___ QUOTED TEXT

In regard to my first awareness of the possibilities of manga, that happened when I was about 11 years old. That is where I first began to read the Astro Boy series, which is written by the very famous manga creator Mr. Osamu Tezuka. For the first time, I felt that manga could be something you could read, something that had meat on it.

It may sound paradoxical, but I think the reason I was so drawn to Astro Boy was that it used many of the characteristics of Disney films. In other words, the Astro Boy character had many Disney-like qualities. Although I found myself attracted to Astro Boy, I felt a sense of great frustration as well, because I realized that I had fallen in love with something that had been created by the United States, which was the country, of course, that had caused us to lose the war.

However, I would like to stress again that I did fall in love with Astro Boy and without doubt, it was the first inkling that manga could be something to celebrate, that could be something to be part of a culture, be part of city life, be part of modern society. I think I learned tremendously from Astro Boy, and I think it provided a foundation to the comic books I am able to produce today.

After I graduated from university, I joined Mushi Productions, which was the production company that belonged to Mr. Tezuka. I would like to clarify that I didn't enter the company because I was a great fan of Mr. Tezuka, but because that was the only company that would hire me.

______
___ DATA SHOWN

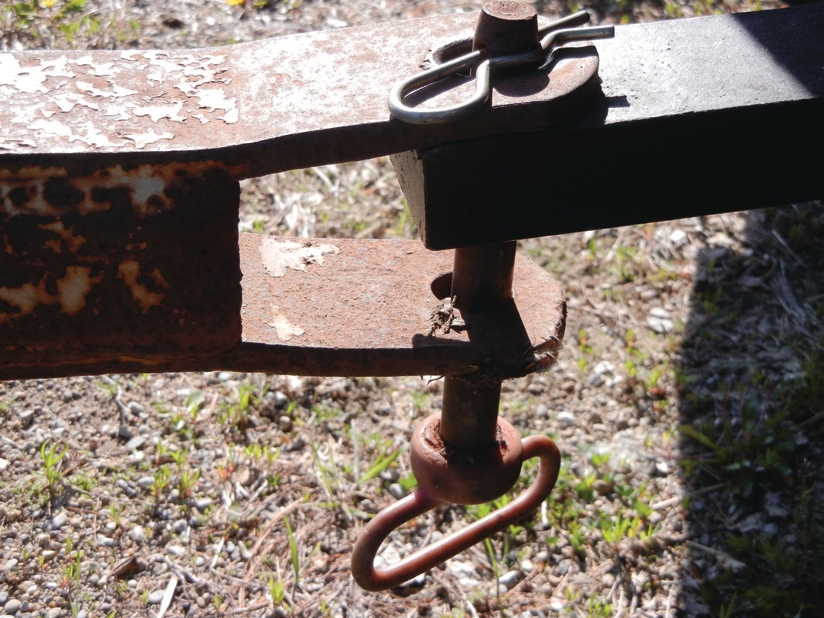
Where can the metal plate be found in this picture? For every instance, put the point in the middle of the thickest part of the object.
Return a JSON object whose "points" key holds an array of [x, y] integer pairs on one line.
{"points": [[257, 107], [698, 116], [333, 307], [119, 270]]}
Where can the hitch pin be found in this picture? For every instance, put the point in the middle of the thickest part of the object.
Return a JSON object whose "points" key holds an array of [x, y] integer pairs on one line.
{"points": [[554, 34]]}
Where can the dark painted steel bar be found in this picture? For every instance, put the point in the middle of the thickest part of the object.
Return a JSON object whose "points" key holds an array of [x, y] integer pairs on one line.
{"points": [[307, 99], [482, 274], [697, 116]]}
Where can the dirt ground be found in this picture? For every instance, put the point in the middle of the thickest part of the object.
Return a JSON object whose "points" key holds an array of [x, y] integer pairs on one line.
{"points": [[688, 402]]}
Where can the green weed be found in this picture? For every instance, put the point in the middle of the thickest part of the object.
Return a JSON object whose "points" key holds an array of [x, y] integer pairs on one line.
{"points": [[52, 473]]}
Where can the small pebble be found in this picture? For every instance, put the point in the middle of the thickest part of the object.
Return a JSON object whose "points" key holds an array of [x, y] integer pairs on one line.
{"points": [[201, 504], [135, 443], [59, 520], [179, 527], [509, 579], [125, 432], [105, 541], [244, 551], [566, 418]]}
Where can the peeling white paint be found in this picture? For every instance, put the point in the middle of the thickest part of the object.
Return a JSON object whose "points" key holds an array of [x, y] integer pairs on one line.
{"points": [[129, 271], [93, 136], [285, 329], [156, 112], [141, 140], [72, 290], [99, 103], [279, 256], [31, 79]]}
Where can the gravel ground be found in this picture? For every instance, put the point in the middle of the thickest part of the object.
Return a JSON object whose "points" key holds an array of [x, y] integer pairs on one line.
{"points": [[688, 402]]}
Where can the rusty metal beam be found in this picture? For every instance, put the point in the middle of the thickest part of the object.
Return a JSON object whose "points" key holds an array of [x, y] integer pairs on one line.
{"points": [[119, 268], [697, 116], [320, 307], [259, 107]]}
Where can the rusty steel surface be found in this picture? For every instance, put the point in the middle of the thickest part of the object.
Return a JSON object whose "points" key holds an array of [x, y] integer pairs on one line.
{"points": [[108, 271], [367, 546], [367, 307], [734, 102], [304, 100], [321, 307], [465, 476]]}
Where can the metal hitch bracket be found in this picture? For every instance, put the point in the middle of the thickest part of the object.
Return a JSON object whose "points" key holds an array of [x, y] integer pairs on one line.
{"points": [[109, 160]]}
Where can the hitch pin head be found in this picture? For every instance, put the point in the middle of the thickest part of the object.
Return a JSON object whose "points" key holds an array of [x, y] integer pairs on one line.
{"points": [[554, 34]]}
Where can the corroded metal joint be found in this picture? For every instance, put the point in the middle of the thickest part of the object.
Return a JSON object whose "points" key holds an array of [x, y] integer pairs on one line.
{"points": [[465, 476]]}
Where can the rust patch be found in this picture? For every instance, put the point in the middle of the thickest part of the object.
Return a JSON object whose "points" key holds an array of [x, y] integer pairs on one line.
{"points": [[148, 274], [368, 311], [129, 273], [51, 193]]}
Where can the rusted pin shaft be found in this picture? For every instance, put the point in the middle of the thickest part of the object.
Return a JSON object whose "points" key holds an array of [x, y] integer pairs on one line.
{"points": [[482, 274], [481, 282]]}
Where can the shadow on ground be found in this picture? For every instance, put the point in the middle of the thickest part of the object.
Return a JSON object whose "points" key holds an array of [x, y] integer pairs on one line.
{"points": [[751, 384]]}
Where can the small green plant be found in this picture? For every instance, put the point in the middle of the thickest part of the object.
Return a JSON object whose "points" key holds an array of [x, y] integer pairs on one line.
{"points": [[51, 467], [276, 592], [179, 457], [294, 554], [187, 482], [115, 512], [160, 481], [194, 401], [85, 482], [383, 462]]}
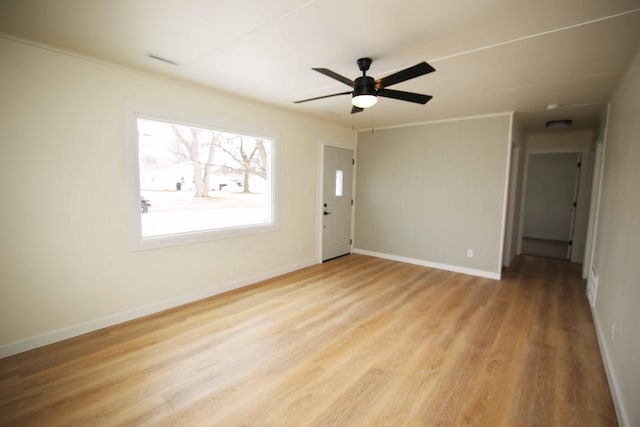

______

**THINGS TO DO**
1) Transcribe the Astro Boy passage, starting with "In regard to" and going on through "meat on it.".
2) Answer these questions using the Astro Boy passage.
(a) At about what age did the speaker first begin reading the Astro Boy series?
(b) The characteristics of which films does the speaker say Astro Boy used?
(c) Which company did the speaker join after graduating from university?
The material shown above was taken from a separate source.

**SOLUTION SET**
1)
In regard to my first awareness of the possibilities of manga, that happened when I was about 11 years old. That is where I first began to read the Astro Boy series, which is written by the very famous manga creator Mr. Osamu Tezuka. For the first time, I felt that manga could be something you could read, something that had meat on it.

2)
(a) About 11 years old.
(b) Disney films.
(c) Mushi Productions.